====== Source records
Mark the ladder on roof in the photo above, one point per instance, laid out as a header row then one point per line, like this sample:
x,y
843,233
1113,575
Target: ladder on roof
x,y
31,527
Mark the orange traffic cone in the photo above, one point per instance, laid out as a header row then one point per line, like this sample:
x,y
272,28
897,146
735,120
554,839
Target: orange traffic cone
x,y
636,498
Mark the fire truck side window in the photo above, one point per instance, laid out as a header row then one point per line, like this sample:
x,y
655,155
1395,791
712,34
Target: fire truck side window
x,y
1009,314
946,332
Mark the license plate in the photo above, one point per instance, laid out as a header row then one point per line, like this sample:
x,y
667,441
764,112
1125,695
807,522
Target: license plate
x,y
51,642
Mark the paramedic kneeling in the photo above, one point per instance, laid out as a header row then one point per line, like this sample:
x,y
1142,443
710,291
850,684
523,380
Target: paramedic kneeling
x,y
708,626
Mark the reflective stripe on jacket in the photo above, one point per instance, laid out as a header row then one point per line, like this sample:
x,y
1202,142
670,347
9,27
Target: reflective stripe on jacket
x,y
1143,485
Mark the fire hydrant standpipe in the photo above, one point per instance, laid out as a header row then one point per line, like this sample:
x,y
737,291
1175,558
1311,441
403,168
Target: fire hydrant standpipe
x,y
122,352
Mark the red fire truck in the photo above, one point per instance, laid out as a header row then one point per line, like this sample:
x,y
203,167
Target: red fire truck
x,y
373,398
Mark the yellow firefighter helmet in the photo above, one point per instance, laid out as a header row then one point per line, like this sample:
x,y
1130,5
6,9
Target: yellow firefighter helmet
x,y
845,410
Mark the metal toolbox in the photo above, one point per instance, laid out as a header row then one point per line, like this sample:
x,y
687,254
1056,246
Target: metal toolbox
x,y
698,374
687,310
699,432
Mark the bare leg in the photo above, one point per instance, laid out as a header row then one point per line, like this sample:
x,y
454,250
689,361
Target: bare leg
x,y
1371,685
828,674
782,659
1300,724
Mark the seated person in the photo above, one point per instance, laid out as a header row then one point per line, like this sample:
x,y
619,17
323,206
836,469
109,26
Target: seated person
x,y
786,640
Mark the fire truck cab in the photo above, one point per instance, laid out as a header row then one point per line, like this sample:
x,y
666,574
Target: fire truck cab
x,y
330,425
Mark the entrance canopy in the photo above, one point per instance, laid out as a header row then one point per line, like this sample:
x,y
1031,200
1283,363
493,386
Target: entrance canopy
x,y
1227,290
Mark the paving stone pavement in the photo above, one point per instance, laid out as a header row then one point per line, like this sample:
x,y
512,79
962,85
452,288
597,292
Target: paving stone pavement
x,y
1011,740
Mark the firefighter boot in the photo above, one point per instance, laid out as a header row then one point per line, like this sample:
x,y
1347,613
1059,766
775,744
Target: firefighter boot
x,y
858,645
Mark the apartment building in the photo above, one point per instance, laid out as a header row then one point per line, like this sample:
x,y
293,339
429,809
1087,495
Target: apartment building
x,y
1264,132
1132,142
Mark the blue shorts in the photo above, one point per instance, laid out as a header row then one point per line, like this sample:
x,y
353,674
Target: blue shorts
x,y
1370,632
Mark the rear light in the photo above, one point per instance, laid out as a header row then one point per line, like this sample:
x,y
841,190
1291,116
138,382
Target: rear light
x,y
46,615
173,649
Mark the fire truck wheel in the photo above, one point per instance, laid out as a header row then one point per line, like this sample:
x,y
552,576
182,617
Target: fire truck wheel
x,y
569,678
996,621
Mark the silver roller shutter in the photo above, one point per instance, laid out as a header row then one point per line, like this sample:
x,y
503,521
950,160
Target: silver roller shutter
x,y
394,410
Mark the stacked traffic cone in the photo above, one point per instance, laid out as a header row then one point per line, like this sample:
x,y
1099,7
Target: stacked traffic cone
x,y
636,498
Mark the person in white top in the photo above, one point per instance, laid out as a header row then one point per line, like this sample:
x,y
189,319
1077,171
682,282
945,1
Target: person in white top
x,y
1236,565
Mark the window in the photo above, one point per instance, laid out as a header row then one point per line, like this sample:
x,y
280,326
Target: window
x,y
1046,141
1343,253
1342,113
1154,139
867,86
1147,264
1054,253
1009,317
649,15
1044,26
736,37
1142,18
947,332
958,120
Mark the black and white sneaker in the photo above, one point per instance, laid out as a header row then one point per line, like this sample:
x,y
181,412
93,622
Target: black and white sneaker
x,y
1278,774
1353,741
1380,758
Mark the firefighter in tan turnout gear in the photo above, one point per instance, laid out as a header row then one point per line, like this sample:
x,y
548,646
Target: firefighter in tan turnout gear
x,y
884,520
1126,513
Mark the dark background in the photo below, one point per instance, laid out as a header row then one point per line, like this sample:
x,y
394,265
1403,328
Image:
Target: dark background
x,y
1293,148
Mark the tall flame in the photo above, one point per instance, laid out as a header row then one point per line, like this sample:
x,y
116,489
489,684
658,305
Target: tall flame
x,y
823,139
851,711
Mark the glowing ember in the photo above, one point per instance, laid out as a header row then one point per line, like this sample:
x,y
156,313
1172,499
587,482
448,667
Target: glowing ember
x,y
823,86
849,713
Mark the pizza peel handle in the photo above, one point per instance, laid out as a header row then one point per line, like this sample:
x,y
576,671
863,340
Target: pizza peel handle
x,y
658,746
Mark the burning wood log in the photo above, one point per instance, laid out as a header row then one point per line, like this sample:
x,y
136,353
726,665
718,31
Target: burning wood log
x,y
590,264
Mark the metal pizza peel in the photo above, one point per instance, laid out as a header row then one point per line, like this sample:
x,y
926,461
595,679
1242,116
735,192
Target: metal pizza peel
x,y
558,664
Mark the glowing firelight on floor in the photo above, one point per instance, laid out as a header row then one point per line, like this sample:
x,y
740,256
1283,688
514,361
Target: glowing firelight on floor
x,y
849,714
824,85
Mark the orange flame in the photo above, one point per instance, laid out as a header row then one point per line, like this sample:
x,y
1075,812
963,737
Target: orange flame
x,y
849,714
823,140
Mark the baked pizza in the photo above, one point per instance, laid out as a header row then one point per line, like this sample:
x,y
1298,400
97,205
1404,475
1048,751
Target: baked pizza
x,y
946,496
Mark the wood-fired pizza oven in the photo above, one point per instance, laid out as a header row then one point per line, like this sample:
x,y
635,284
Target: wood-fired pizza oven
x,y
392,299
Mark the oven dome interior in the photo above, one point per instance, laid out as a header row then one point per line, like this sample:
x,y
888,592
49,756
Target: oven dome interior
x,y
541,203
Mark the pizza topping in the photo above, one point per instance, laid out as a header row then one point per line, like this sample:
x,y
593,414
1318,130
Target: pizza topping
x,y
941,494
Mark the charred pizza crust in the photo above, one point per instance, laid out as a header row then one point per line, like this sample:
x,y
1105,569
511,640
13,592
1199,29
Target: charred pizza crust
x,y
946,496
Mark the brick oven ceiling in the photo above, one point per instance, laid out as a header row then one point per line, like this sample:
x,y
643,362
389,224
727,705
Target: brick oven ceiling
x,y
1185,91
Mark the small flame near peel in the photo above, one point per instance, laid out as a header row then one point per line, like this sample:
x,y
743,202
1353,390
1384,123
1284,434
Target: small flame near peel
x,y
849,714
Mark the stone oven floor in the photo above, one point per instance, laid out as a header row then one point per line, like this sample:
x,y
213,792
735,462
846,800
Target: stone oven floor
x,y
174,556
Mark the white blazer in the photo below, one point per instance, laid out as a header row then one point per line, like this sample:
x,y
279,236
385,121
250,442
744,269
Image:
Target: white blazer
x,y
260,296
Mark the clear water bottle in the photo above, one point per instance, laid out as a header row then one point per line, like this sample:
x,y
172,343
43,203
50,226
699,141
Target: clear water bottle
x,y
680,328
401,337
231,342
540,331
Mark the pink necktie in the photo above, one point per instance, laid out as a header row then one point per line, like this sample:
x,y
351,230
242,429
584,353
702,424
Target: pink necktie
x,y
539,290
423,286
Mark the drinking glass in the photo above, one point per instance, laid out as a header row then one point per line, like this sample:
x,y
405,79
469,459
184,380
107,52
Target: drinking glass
============
Goal: Reproduce verbatim the lines of the records starting at the line that contains "Mark the clear" and ending at the last line of the records, including both of those lines.

Response:
Mark the clear water bottle in the photo above, one point per instance, laid out as a header row then one point per line, like this sample:
x,y
172,343
43,203
50,226
699,141
Target: clear water bottle
x,y
680,328
401,337
231,342
540,331
Mark the pink necktie in the photo above, one point per instance, laid out as a header row then one point per line, like this sample:
x,y
351,230
242,429
584,353
702,424
Target: pink necktie
x,y
539,290
423,286
Mark the drinking glass in the photo above, one point per instance, laid out as a header row then one point per line, like this sample:
x,y
405,79
469,459
184,380
107,52
Target: drinking glass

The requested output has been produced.